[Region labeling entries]
◇ ◇ ◇

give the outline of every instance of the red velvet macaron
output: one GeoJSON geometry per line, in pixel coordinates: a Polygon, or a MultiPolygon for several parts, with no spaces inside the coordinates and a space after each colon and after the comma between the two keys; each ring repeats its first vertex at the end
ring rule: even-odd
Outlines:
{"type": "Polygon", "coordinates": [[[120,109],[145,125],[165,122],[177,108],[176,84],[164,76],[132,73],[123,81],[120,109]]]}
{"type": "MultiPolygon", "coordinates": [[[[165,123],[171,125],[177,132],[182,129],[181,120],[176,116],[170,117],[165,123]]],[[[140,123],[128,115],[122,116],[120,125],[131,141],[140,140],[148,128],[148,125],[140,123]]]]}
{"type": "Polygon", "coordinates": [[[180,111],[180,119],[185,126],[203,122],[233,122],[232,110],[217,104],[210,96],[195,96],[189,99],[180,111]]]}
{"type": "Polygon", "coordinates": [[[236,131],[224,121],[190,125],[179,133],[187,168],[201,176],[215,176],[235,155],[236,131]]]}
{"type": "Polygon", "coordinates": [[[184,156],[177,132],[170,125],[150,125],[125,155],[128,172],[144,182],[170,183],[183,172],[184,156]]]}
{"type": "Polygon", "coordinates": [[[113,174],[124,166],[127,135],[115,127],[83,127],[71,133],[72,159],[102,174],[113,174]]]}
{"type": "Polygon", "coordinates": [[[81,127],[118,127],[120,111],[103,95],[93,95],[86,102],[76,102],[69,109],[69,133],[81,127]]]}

◇ ◇ ◇

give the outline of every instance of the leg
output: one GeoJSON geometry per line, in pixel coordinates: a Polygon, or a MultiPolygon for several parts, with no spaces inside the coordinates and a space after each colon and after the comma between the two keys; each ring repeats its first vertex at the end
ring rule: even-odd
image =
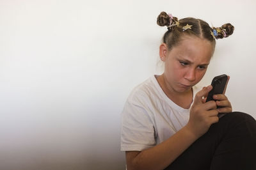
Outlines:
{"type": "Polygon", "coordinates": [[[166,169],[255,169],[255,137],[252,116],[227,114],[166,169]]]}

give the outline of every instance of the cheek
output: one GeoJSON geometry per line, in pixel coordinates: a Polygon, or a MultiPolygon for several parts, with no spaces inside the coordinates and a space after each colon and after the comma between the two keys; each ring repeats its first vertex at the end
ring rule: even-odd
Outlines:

◇ ◇ ◇

How many lines in the records above contain the word "give"? Reply with the number only.

[EXERCISE ANSWER] 3